▸ **Work to do**: Copy every entry word for word, but skip the pictures.

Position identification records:
>>

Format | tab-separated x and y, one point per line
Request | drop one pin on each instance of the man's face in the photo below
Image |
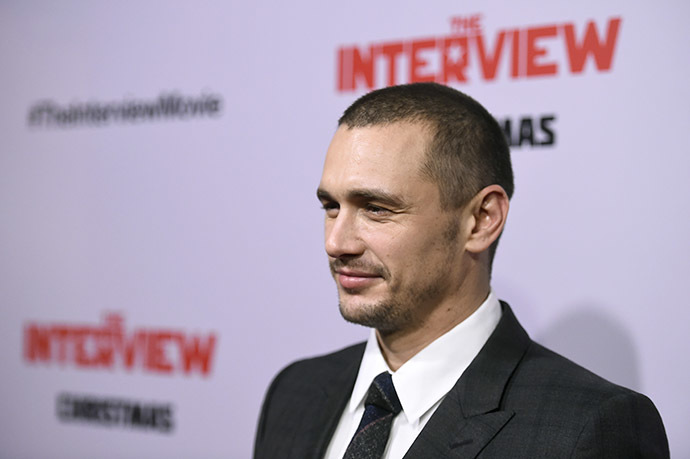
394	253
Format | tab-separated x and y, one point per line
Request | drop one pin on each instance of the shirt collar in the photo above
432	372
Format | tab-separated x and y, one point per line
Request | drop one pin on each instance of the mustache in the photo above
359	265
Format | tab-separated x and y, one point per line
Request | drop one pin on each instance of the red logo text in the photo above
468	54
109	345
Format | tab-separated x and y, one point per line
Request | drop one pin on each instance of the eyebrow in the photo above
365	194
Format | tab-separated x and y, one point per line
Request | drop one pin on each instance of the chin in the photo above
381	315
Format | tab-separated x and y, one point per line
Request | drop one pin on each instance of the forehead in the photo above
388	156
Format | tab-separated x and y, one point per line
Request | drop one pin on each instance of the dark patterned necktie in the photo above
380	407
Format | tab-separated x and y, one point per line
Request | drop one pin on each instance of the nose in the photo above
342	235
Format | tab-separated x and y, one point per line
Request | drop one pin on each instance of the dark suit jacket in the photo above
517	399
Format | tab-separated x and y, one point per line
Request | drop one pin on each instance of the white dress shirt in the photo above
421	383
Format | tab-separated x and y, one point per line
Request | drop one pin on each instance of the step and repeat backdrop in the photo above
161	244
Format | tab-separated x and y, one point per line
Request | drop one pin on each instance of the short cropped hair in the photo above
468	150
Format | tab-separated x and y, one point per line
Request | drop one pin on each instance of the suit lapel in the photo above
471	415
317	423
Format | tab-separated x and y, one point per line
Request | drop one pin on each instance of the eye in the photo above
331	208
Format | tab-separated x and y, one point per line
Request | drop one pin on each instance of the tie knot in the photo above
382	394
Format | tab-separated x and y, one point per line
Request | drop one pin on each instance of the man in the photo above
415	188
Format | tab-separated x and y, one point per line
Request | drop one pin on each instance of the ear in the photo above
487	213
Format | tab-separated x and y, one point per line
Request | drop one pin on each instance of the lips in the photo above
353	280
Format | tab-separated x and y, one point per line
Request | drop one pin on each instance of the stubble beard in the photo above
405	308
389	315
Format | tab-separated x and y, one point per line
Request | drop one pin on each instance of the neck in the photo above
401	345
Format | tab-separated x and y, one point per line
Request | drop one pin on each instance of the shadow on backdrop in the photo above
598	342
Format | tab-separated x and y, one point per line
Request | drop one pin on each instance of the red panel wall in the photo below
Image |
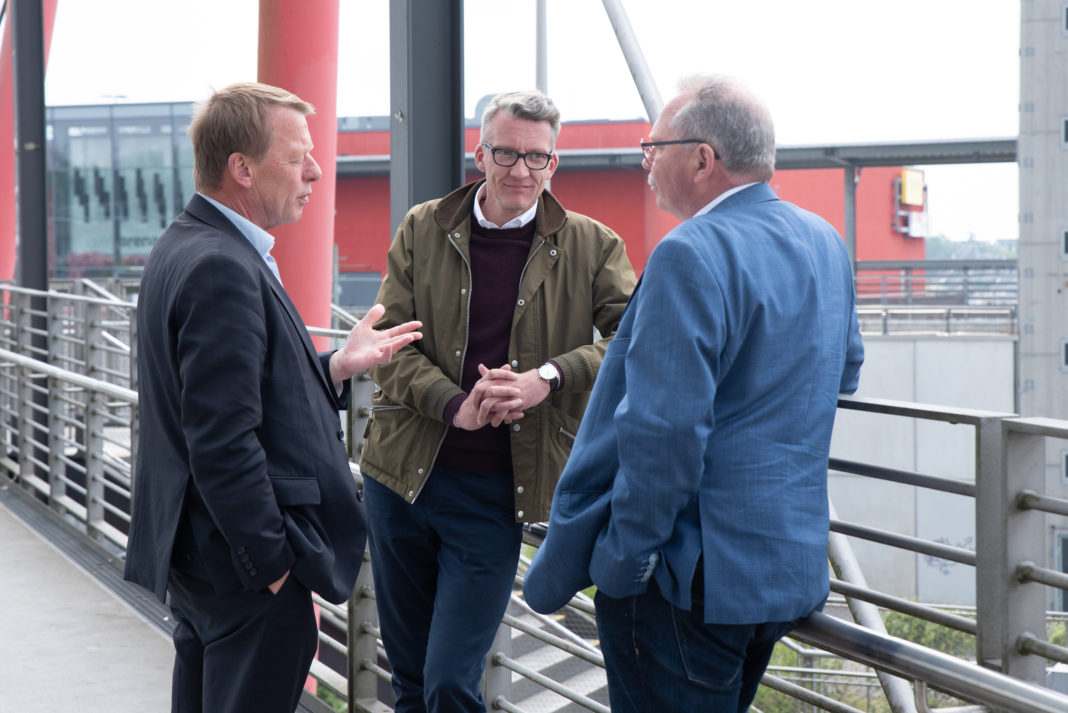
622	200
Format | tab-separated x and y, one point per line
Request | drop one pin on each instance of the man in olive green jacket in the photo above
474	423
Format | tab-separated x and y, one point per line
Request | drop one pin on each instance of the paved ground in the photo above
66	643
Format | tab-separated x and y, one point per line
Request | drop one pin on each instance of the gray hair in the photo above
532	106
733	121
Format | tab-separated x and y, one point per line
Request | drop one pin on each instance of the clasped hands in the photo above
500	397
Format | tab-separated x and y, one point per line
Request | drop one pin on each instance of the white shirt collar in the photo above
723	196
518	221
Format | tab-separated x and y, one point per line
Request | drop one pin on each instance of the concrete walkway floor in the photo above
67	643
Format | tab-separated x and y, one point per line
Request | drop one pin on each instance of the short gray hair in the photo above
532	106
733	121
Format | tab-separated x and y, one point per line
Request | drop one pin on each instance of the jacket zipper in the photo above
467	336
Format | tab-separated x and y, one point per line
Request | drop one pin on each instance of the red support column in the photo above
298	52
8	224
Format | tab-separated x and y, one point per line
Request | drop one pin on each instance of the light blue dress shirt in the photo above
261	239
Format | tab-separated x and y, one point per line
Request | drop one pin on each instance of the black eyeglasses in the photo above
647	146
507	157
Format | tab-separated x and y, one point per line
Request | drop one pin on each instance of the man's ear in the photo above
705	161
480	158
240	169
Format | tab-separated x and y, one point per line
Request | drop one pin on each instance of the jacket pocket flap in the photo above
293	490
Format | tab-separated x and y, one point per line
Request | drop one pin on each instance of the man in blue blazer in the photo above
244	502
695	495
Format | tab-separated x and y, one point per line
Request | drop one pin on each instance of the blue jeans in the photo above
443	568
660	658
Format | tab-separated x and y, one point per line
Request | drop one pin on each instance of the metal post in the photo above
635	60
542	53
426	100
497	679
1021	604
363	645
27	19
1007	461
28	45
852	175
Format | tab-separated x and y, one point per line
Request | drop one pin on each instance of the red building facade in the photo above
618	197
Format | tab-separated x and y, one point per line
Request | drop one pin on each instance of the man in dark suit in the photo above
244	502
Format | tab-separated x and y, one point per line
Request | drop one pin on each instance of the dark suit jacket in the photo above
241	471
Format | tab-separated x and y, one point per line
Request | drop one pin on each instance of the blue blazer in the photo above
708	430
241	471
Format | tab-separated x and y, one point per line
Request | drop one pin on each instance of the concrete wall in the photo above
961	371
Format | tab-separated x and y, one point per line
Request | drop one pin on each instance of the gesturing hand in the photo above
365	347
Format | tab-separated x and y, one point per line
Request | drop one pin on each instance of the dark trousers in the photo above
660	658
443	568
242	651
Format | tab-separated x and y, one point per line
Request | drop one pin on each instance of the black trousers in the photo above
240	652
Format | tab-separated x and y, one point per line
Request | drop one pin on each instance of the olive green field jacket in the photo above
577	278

<<

▸ **Written response**:
Format | tab-separated x and y, one point per line
Request | drop one pin on each instance of the man's face in the photo below
Image |
394	253
Format | tab-separated x and y, one point per line
Request | drop one pin on each instance of the shirt collar in the photo above
432	372
Format | tab-separated x and y, one point per line
Request | drop one pin on each instance of the mustache in the photo above
359	265
Format | tab-separated x and y, one point per line
Request | drop one pin on each instance of the red logo text in the photo above
468	54
109	345
Format | tab-separated x and y, one point per line
Request | drop one pin on each instance of the eyebrow in the photo above
365	194
Format | tab-separated x and y, one point per line
Request | drop one pin on each instance of the chin in the photo above
381	315
Format | tab-separated x and y, one point per line
Request | drop one pin on each instance of the forehead in the photo above
388	156
Format | tab-separated x and y, one point per line
Request | drop one pin on each instance of the dark patterned necktie in the photo above
380	407
Format | tab-separated x and y, one point per line
Request | drop one pin on each instance of the nose in the photo above
342	235
Format | tab-separated x and y, one point per line
Request | drop one pin on each instance of the dark suit jacket in the photo above
517	399
Format | tab-separated x and y, one point per line
Request | drop one pin on each instance of the white dress shirt in the photo above
421	383
Format | tab-separated x and y, one point per line
Request | drop one pin on each instance of the step and repeat backdrop in the photo above
161	244
Format | tab-separated x and y, one point per line
Request | drop one pin on each instance of the short cropped hair in the photo above
468	150
Format | tab-separated x and y, one point per line
Request | drop one pin on each instance of the suit lapel in the photo above
471	415
317	423
Format | tab-separated x and y, one point per line
Request | drop one pin on each instance of the eye in the photo above
331	208
Format | tab-separated x and y, one point per line
Request | drop one pin on each instance of the tie knot in the photo above
382	394
Format | tab-separated x and y, one point per line
Request | drop one pin on each instance of the man in the photo above
415	188
Format | tab-separated x and y, one point per line
Request | drop one pin on each instance of the ear in the photo above
487	213
Format | tab-separated x and y, one point per line
Request | drop one pin on each instance of the lips in the photo above
353	280
Format | tab-separated x and y, one point per line
Request | drop one pin on each instance of the stubble beard in the photo above
405	308
389	315
Format | tab-separated x and y, one point per line
Request | drop one pin on each instance of the neck in the photo above
401	345
Format | tab-separated x and y, one point per line
Request | drop one pin on each instance of the shadow on backdrop in the photo above
598	342
Format | tab-separated x and y, one point per line
Request | drop one pin on each instance of the red panel wall in the photo below
Image |
622	200
Format | tab-separated x and y, one point per line
Request | drop one pin on each instance of the man in olive green jacket in the photo above
474	423
Format | tab-separated x and y, one point per line
Request | drop one pin on each instance of the paved ground in the photo above
66	643
Format | tab-separated x and y, one point per line
Request | drop one pin on each instance of the gray hair in the photo above
532	106
733	121
Format | tab-separated x and y, one point per line
Request | drop one pin on each instance of the clasped hands in the photo above
500	397
Format | tab-separated x and y, one point per line
Request | drop one pin on each instance of the white shirt collar in the photo above
723	196
518	221
Format | tab-separated x and y, one point per line
Request | drop one pin on each instance of the concrete walkway floor in the photo above
67	643
Format | tab-separated x and y, one point per line
Request | drop one pin on each instance of the short gray hair in the photo above
532	106
733	121
Format | tab-separated x and y, one point per line
Request | drop one pin on each instance of the jacket zipper in the photo above
467	336
Format | tab-separated x and y, one point per line
Request | drop one pin on each instance of the red support column in the photo above
298	52
8	224
Format | tab-separated x and y, one point per line
Request | drop one pin on each instance of the light blue dress shirt in the photo above
261	239
Format | tab-separated x and y, one point per line
Request | drop one pin on each instance of the black eyeglasses in the photo above
647	146
507	157
Format | tab-separated x and y, one point per line
Request | drop one pin on each instance of the man's ear in the photo above
705	161
480	158
240	169
Format | tab-separated x and y, one point per line
Request | drop one pin on each instance of the jacket pocket flap in the photo above
293	490
Format | tab-separated x and y, one point per line
Request | drop one pin on each instance of the man in blue blazer in the photo above
244	502
695	495
Format | tab-separated x and y, one point per line
Request | drop one pin on each instance of the blue jeans in the photo above
443	568
660	658
Format | tab-separated x and y, one point per line
Request | drop one pin on each instance of the metal post in the photo above
635	60
542	53
426	100
497	679
1021	604
363	645
27	19
1007	461
28	45
852	175
Format | tab-separated x and y, one point per line
Request | drop one pin on each instance of the red building facade in the photo above
618	197
Format | tab-separated x and y, one point per line
Request | drop one pin on each instance of the man in dark suit in the photo above
244	502
Format | tab-separated x and y, one point per line
Request | drop one pin on each instance of the dark suit jacket in the photo above
241	471
Format | tab-separated x and y, one point per line
Request | drop one pin on each instance of the blue blazer in the photo above
708	430
241	471
Format | tab-separated x and y, one point per line
Request | drop one pin on each instance of the concrete wall in the photo above
961	371
Format | tab-separated x and y, one point per line
Request | drop one pin on each instance of the gesturing hand in the photo above
365	347
Format | tab-separated x and y, one point per line
Request | drop one pin on each instance of the dark trousers in the photo above
660	658
443	568
242	651
Format | tab-separated x and y, one point per line
Request | drop one pin on each instance of the black trousers in the photo above
240	652
Format | tab-separated x and y, one point per line
Request | drop one pin on each instance of the olive green field jacket in the photo above
577	278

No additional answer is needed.